### Task description:
Return every one of the records below unchanged, line for line.

>>>

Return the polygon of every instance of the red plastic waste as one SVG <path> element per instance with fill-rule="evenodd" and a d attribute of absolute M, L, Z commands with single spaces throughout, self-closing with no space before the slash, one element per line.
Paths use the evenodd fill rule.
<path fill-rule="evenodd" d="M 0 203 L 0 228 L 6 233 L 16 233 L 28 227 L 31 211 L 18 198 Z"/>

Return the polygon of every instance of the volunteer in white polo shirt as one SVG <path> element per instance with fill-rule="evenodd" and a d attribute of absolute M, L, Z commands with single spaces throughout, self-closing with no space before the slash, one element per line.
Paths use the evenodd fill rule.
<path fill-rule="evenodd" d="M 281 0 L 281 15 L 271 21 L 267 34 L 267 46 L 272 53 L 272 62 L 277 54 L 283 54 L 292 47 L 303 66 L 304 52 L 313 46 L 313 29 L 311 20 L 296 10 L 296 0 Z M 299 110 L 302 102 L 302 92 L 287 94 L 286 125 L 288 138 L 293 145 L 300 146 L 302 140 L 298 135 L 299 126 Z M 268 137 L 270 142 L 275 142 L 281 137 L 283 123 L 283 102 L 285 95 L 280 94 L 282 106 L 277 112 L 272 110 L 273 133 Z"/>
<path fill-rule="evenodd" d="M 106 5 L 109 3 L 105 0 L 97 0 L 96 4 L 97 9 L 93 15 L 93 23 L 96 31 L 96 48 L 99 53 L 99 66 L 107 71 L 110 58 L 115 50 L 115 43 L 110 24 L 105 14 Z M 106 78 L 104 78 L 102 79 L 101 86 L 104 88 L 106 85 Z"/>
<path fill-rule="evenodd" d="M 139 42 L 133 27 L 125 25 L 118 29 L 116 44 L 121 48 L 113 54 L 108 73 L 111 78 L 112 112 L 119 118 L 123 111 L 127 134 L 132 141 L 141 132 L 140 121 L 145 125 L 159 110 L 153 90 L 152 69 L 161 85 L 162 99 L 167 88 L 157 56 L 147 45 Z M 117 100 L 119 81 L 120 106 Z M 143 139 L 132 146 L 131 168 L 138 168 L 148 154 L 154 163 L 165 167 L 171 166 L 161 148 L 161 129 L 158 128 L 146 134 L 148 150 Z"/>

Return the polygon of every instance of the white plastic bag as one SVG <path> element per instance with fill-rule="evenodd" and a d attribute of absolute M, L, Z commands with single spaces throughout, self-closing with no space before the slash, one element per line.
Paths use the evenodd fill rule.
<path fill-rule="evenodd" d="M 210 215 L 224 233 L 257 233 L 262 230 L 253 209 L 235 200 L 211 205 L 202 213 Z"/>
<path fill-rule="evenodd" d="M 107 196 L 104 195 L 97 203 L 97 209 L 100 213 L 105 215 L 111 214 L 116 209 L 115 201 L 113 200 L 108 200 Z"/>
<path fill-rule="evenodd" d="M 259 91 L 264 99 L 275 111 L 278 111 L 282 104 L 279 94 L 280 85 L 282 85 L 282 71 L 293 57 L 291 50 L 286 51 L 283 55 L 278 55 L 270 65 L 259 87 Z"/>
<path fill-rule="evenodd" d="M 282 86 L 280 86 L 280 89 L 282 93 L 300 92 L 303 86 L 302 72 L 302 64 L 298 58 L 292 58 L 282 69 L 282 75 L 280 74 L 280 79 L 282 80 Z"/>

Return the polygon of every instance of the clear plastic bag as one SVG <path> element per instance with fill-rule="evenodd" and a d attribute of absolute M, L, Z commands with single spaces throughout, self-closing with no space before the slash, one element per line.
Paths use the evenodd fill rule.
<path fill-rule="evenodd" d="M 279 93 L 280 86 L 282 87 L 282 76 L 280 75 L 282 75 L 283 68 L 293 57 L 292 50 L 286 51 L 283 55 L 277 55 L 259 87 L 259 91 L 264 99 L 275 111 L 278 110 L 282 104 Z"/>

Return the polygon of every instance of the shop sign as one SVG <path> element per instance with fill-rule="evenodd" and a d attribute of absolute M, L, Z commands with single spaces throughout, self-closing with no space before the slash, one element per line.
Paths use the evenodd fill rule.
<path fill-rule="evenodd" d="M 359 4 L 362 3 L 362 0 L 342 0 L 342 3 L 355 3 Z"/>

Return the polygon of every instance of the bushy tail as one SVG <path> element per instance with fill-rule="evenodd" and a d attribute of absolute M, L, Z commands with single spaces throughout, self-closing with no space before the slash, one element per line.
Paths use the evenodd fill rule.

<<<

### Complete response:
Return the polygon of every instance of the red plastic waste as one SVG <path> element per instance with fill-rule="evenodd" and a d attribute of absolute M, L, Z commands with single spaces throughout, self-closing with no space before the slash, one element per line.
Paths use the evenodd fill rule.
<path fill-rule="evenodd" d="M 0 203 L 0 228 L 6 233 L 16 233 L 28 227 L 31 211 L 18 198 Z"/>

Return the polygon of every instance of the volunteer in white polo shirt as one SVG <path> element per instance with fill-rule="evenodd" and a d attribute of absolute M, L, Z commands with single spaces throughout, self-closing with no space before the slash, one element per line.
Paths use the evenodd fill rule.
<path fill-rule="evenodd" d="M 281 0 L 281 15 L 271 21 L 267 34 L 267 46 L 272 53 L 272 62 L 277 54 L 283 54 L 292 47 L 303 66 L 304 52 L 313 46 L 313 29 L 311 20 L 296 10 L 296 0 Z M 299 110 L 302 102 L 302 92 L 287 94 L 286 125 L 288 138 L 293 145 L 300 146 L 302 140 L 298 135 L 299 126 Z M 268 137 L 270 142 L 275 142 L 281 137 L 283 123 L 283 102 L 285 95 L 280 94 L 282 106 L 277 112 L 272 110 L 273 133 Z"/>
<path fill-rule="evenodd" d="M 106 5 L 109 3 L 105 0 L 97 0 L 96 4 L 97 9 L 93 15 L 93 23 L 96 31 L 96 48 L 99 53 L 99 66 L 107 71 L 110 58 L 115 50 L 115 43 L 110 24 L 105 14 Z M 106 78 L 104 78 L 102 79 L 101 86 L 104 88 L 106 85 Z"/>
<path fill-rule="evenodd" d="M 139 42 L 133 27 L 125 25 L 118 29 L 116 44 L 121 48 L 113 54 L 108 73 L 111 78 L 112 112 L 119 118 L 123 111 L 127 134 L 132 141 L 141 132 L 140 121 L 145 125 L 159 110 L 153 90 L 152 69 L 161 85 L 162 99 L 167 88 L 157 56 L 147 45 Z M 117 100 L 119 81 L 120 106 Z M 143 139 L 132 146 L 131 168 L 138 168 L 148 154 L 154 163 L 165 167 L 171 166 L 161 148 L 161 129 L 158 128 L 146 134 L 148 150 Z"/>

Return the polygon of every instance of the white plastic bag as one SVG <path> element per instance with fill-rule="evenodd" and a d attribute of absolute M, L, Z commands with single spaces throughout, self-closing with no space before the slash, one element per line.
Paths use the evenodd fill rule.
<path fill-rule="evenodd" d="M 210 215 L 224 233 L 257 233 L 262 230 L 253 209 L 235 200 L 211 205 L 202 213 Z"/>
<path fill-rule="evenodd" d="M 107 196 L 104 195 L 97 203 L 97 209 L 100 213 L 105 215 L 111 214 L 116 209 L 115 201 L 113 200 L 108 200 Z"/>
<path fill-rule="evenodd" d="M 259 91 L 264 99 L 275 111 L 278 111 L 282 104 L 279 94 L 280 85 L 282 85 L 282 71 L 293 57 L 291 50 L 286 51 L 283 55 L 278 55 L 270 65 L 259 87 Z"/>
<path fill-rule="evenodd" d="M 282 86 L 280 86 L 280 89 L 282 93 L 300 92 L 303 86 L 302 72 L 302 64 L 298 58 L 292 58 L 282 69 L 282 75 L 280 74 L 280 79 L 282 80 Z"/>

Return the polygon of every instance of the clear plastic bag as one SVG <path> element per instance with fill-rule="evenodd" and a d attribute of absolute M, L, Z commands with single spaces throughout, self-closing with no space before the slash, one element per line.
Paths use the evenodd fill rule.
<path fill-rule="evenodd" d="M 279 93 L 280 86 L 282 87 L 282 76 L 280 75 L 282 75 L 283 68 L 293 57 L 292 50 L 286 51 L 283 55 L 277 55 L 259 87 L 259 91 L 264 99 L 275 111 L 278 110 L 282 104 Z"/>

Return the polygon of every instance of the shop sign as one SVG <path> element per instance with fill-rule="evenodd" and a d attribute of absolute M, L, Z commands with single spaces throughout, self-closing with no space before the slash, one element per line.
Paths use the evenodd fill rule.
<path fill-rule="evenodd" d="M 359 4 L 362 3 L 362 0 L 342 0 L 342 3 L 355 3 Z"/>

Return the polygon of every instance of the bushy tail as one SVG <path> element per instance with fill-rule="evenodd" and a d attribute of absolute M, L, Z commands with single spaces throughout, self-closing with no space before the slash, one element per line.
Paths use the evenodd fill rule.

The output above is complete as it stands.